── Page extract ──

My bad, sometimes I mix up the words tranny and transistor... I'm a noob...I only do electrical stuff only when I build or modify things...I am mostly clear about concepts on how things work...I think...except the math part...

Well I have decided to buy already sourced kits from Sitler. I don't really have time to surf the web and source myself. I will replace all the caps, and leave the stock JFET...will try to document the process to help out the beginners and also to post some examples if I can...

 
FWIW

I have adjusted changed parts in a number of microphones sometime the stock parts work the best.
IIRC someone that posted here in the past changed their 319 parts and ended up liking the stock parts the best.  They saved the stock parts and then installed them again

If you don't know ohms law or understand biasing a Jfet etc changing the JFET in a circuit like the Oktava 219,319 might cause an issue.  As I posted before read the numbers on the transformer.

───
── Data supplied ──

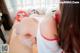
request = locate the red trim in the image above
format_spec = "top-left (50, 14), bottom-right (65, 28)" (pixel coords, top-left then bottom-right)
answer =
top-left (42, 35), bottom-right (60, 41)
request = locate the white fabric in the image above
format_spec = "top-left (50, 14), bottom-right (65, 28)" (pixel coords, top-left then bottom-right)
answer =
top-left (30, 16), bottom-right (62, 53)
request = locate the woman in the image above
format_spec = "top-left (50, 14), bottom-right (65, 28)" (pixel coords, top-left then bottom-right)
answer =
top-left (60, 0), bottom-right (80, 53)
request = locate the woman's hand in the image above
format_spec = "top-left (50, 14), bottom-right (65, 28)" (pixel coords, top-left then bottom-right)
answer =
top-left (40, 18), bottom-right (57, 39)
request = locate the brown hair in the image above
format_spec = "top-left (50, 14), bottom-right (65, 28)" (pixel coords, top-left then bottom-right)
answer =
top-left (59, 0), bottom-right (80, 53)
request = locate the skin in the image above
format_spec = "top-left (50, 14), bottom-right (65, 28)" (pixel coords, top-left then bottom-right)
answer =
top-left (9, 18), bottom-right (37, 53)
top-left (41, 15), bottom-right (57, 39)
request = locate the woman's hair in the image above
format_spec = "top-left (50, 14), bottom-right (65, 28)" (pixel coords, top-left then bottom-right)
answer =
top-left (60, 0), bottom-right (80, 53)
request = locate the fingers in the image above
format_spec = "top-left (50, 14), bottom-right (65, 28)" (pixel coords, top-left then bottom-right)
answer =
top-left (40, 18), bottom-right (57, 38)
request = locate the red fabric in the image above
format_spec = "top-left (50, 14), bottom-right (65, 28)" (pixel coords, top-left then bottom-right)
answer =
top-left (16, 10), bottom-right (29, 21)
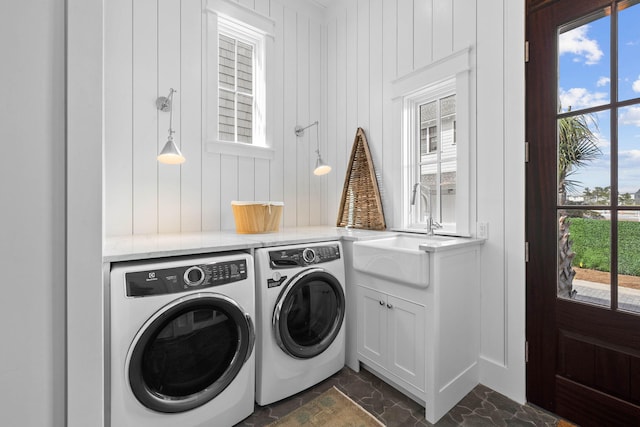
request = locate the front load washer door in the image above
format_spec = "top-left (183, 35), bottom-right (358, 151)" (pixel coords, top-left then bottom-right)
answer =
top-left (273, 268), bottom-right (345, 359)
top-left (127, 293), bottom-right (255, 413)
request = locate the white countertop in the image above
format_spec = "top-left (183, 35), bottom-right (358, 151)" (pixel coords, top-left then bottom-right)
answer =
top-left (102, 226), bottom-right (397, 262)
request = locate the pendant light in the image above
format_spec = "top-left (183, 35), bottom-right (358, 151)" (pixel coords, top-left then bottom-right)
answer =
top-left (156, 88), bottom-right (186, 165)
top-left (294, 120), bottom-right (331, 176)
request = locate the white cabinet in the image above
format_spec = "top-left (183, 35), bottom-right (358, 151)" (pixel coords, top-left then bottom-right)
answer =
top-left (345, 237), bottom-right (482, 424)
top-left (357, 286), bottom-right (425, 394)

───

## What to work on
**A)** Answer these questions from the forum thread on microphone mods:
(i) From whom does the first poster plan to buy already sourced kits?
(ii) Which part does the first poster intend to leave stock?
(iii) Which two Oktava models are named?
**B)** Write the next few sentences of the forum thread on microphone mods, picking up after its final line.
The data has no connection to the forum thread on microphone mods.

## Set of answers
**A)**
(i) Sitler
(ii) The JFET
(iii) The 219 and the 319

**B)**
You might even like the ringing of the body.  A simple thing I did to damp the 219s bodies I have, is to use a small C clamp and gently tighten the haves together be careful you can break the microphone and also use padding between the clamp and body.  This is reversible and like I posted maybe you will like the body stock undamped.

I have not worked on a 319 but maybe you could use a  few screw/band hose clamps http://en.wikipedia.org/wiki/Hose_clamp with a rubber sheet between the body and clamp as a test for the change with damping.

I have compared adjusted 012s against stock 012s and stock sounds better with certain sources.

IMO the web has some good information and some ? information
 
  What I remember is someone saying that the Oktava 219/319/MC-012 are well biased at the factory (unlike a lot of the Chinese stuff), and all transistors are getting proper voltages. Best just to leave them alone.
  On the 319, I changed input and output caps (to polypro and polyester), removed some mesh from the screen, dampened the body, and removed all the switch wiring. Sounds great.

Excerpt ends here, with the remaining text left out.